• _EXERCISE OBJECTIVE_:
Please find every line in the entries below that contains the string "white", and copy it.

• _DATA SUPPLIED_:
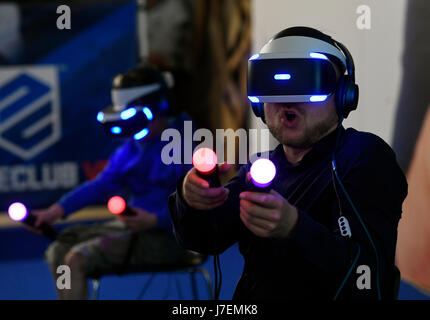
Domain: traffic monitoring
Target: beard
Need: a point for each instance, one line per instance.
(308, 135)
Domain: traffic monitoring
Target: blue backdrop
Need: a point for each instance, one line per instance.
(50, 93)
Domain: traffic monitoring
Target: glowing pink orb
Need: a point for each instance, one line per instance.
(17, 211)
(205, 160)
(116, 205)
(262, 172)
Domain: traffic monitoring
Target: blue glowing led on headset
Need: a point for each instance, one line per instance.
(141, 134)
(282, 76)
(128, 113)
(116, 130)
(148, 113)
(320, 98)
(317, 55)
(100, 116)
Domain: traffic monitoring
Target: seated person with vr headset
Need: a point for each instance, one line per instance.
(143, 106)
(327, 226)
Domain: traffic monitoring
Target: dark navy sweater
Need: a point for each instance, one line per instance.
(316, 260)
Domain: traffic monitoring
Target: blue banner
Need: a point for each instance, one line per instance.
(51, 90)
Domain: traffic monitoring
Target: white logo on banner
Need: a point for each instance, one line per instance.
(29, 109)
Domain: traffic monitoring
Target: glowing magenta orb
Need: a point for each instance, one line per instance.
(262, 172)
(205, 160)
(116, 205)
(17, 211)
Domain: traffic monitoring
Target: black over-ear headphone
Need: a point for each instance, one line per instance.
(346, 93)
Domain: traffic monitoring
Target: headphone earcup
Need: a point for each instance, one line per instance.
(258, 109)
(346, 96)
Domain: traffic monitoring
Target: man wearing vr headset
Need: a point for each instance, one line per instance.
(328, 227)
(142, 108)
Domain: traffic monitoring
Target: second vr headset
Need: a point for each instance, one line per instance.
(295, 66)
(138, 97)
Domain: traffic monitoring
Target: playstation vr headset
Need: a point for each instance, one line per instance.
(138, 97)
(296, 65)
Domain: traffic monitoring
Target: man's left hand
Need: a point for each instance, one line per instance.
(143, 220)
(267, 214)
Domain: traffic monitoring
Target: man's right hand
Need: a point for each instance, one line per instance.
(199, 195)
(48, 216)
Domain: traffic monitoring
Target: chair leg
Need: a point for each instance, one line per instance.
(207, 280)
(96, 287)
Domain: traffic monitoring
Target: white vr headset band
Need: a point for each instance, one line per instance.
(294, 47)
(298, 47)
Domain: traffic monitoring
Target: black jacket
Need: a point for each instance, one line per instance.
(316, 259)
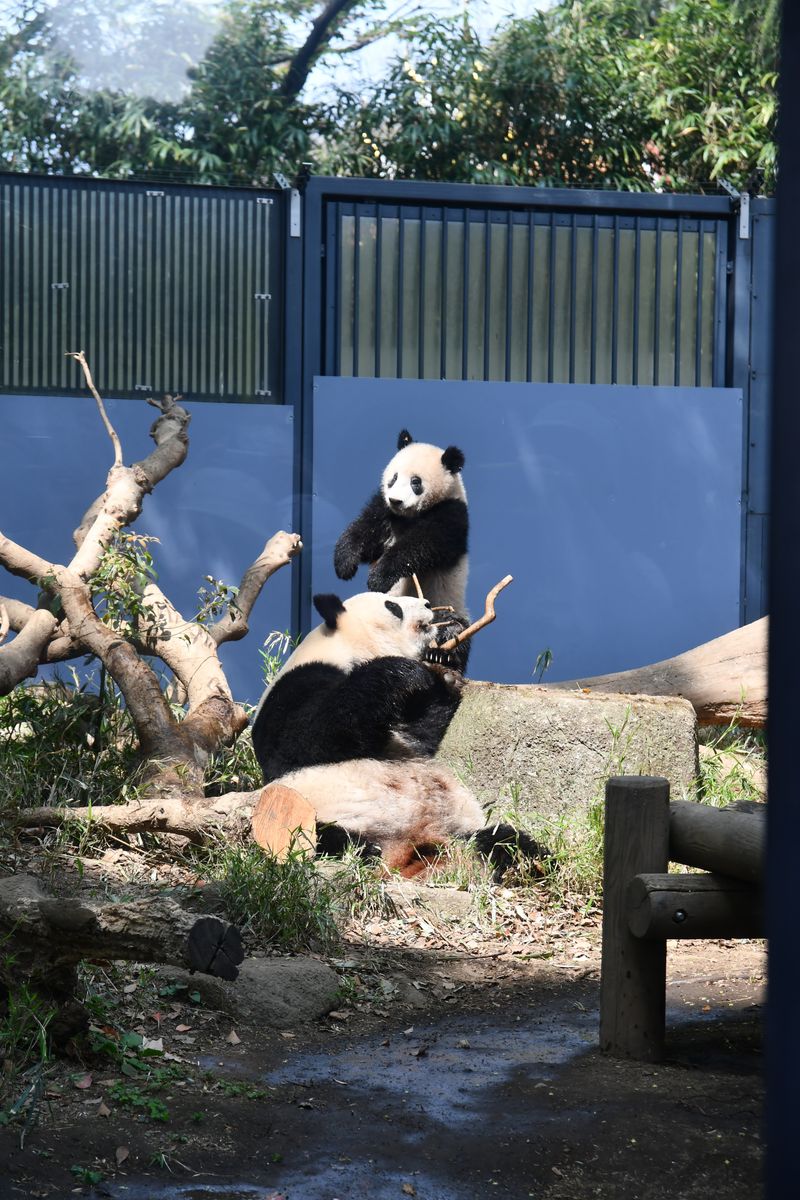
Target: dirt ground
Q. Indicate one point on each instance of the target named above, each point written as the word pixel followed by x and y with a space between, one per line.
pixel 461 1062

---

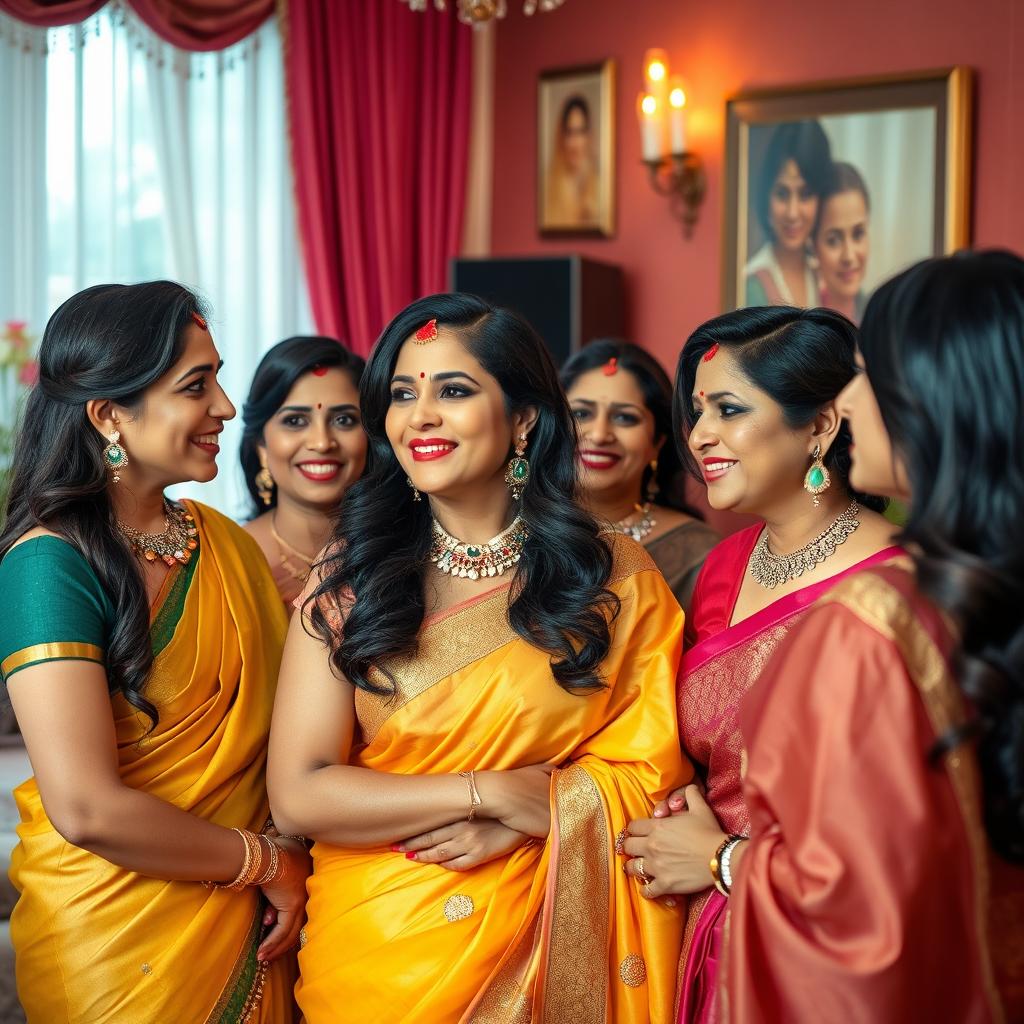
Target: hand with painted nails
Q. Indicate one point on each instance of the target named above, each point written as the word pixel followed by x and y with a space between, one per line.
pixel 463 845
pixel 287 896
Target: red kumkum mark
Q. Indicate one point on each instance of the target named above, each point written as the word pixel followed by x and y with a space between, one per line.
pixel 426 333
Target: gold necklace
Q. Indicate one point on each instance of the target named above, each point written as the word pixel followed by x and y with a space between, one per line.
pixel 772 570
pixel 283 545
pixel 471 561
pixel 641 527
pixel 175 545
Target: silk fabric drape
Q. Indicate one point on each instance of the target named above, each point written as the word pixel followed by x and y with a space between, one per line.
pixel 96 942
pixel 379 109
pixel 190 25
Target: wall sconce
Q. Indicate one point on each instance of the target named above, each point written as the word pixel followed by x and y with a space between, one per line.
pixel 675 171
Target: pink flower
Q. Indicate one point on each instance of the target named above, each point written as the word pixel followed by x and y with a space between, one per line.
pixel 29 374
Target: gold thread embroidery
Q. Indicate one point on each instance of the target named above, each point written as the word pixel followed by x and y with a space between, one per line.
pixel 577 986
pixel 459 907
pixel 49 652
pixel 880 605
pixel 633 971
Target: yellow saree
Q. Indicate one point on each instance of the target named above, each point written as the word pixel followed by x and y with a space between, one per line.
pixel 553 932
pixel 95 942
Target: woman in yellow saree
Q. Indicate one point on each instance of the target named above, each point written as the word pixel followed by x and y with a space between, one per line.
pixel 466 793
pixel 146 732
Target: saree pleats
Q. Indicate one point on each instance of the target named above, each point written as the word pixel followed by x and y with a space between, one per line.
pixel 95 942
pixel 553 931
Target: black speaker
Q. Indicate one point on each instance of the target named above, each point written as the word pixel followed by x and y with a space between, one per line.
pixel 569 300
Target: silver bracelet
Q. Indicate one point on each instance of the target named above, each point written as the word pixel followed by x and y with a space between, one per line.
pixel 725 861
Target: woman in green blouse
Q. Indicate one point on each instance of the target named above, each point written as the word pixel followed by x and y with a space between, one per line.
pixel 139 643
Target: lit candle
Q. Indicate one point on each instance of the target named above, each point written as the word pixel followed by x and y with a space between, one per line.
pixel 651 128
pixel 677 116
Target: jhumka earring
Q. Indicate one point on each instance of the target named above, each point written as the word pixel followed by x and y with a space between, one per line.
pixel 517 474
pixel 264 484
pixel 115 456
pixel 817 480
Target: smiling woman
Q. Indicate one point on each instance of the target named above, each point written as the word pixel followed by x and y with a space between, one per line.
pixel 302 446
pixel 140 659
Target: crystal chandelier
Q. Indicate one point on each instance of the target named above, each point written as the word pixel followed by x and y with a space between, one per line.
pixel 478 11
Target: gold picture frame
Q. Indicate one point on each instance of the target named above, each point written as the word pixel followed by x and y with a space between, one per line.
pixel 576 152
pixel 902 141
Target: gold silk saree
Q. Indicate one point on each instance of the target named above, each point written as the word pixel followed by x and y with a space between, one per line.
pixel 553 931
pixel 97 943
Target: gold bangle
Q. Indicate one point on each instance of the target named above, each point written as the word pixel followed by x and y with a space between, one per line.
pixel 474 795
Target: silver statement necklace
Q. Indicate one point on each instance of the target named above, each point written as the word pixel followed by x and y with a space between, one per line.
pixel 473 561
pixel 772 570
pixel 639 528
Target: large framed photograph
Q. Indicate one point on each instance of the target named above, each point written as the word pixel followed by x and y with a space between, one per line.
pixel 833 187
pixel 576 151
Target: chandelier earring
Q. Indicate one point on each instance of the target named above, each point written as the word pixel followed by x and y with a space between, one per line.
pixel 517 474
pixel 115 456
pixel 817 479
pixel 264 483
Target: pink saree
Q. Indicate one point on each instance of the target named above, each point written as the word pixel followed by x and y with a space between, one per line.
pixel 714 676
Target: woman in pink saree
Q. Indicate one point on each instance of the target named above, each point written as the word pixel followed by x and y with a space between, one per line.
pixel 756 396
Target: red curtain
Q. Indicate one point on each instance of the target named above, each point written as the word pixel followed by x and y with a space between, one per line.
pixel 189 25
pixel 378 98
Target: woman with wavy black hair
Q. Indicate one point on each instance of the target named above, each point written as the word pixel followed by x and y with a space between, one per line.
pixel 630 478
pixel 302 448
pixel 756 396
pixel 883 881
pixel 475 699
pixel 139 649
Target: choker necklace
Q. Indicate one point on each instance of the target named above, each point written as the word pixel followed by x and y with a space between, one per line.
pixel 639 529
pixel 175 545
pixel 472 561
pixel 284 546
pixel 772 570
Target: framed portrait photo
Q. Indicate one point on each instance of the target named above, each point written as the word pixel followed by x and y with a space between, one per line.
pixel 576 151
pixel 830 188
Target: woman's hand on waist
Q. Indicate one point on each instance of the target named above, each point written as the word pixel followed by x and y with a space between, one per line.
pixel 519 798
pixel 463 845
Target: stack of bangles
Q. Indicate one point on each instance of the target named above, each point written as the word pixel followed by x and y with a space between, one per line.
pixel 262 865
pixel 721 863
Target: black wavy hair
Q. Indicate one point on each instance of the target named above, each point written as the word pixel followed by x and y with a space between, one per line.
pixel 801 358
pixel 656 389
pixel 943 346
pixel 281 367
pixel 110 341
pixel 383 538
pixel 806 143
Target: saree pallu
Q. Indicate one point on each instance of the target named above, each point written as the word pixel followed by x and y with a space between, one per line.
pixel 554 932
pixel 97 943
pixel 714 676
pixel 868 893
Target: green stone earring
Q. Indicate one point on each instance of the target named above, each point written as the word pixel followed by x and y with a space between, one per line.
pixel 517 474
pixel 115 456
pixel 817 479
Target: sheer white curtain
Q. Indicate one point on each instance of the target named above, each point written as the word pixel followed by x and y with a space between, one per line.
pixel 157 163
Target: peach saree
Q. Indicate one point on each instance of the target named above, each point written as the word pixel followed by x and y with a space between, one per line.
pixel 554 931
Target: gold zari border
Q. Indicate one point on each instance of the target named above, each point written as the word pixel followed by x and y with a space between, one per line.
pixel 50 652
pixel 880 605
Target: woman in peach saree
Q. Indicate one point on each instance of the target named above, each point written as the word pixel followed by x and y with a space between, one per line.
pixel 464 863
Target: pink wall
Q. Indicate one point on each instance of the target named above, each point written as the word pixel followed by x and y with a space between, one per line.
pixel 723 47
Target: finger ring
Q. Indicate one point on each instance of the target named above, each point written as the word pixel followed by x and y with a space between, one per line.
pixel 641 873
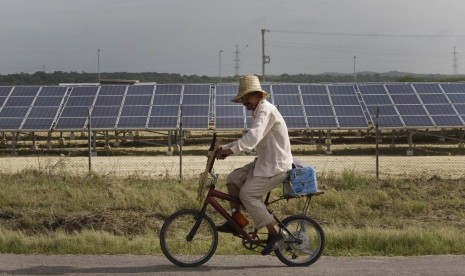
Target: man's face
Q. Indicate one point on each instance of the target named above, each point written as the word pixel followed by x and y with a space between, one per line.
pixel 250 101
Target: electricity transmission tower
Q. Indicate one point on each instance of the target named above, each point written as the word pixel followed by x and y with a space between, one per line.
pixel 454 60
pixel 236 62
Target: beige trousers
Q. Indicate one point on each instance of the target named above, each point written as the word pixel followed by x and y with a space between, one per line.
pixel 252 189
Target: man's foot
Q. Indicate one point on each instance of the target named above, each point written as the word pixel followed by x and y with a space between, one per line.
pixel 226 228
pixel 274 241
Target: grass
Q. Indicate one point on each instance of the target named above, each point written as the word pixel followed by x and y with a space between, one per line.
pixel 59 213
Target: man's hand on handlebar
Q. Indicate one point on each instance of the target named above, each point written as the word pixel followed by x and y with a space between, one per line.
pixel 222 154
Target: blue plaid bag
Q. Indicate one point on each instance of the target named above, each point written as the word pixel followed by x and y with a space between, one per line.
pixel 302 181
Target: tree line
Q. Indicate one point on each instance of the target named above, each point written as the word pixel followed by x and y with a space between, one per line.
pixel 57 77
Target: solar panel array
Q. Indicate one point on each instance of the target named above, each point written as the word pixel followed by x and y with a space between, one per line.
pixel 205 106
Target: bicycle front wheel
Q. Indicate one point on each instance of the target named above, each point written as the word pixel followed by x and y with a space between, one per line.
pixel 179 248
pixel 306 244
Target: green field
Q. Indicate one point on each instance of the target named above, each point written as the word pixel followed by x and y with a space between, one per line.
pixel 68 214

• _RESPONSE BOX_:
Target: white logo on banner
Target: white vr headset band
Target: sheer white curtain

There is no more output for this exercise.